Rewrite the listing below, substituting "find" for every occurrence of "locate" and leaving all other text unchanged. Omit the pictures from your answer.

BEGIN Provided data

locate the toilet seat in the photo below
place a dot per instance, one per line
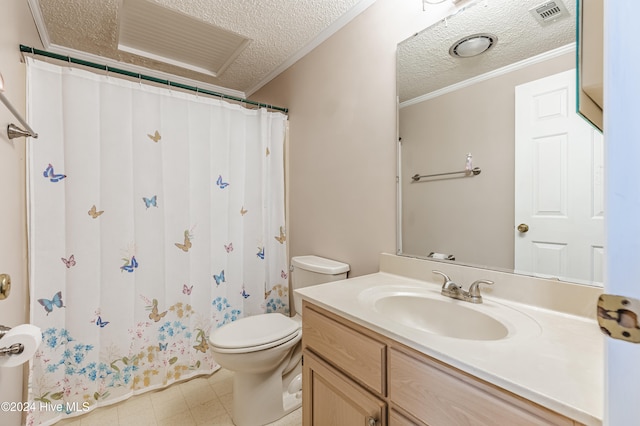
(255, 333)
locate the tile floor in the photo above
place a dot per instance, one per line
(200, 401)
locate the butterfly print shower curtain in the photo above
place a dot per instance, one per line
(154, 217)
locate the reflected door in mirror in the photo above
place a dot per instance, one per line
(559, 182)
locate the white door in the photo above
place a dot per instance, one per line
(559, 184)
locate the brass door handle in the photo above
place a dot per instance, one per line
(5, 286)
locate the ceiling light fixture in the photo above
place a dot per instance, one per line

END Provided data

**Response**
find the toilet seat in the photo below
place a dot per instance, one per line
(255, 333)
find the tile floor in the photo above
place a dot per instance, one per line
(200, 401)
find the butterfly print shower curtain in the photo above
place a dot per instance, one per line
(154, 217)
find the reflected door in mirror in the photo above
place a dot per instance, one per line
(559, 182)
find the white door in the photo above
place a dot per instance, one per line
(559, 184)
find the brass door handle in the photo above
place a dot per instance, one per line
(5, 286)
find the ceiling light fixture in the photo above
place a dot per instance, one per line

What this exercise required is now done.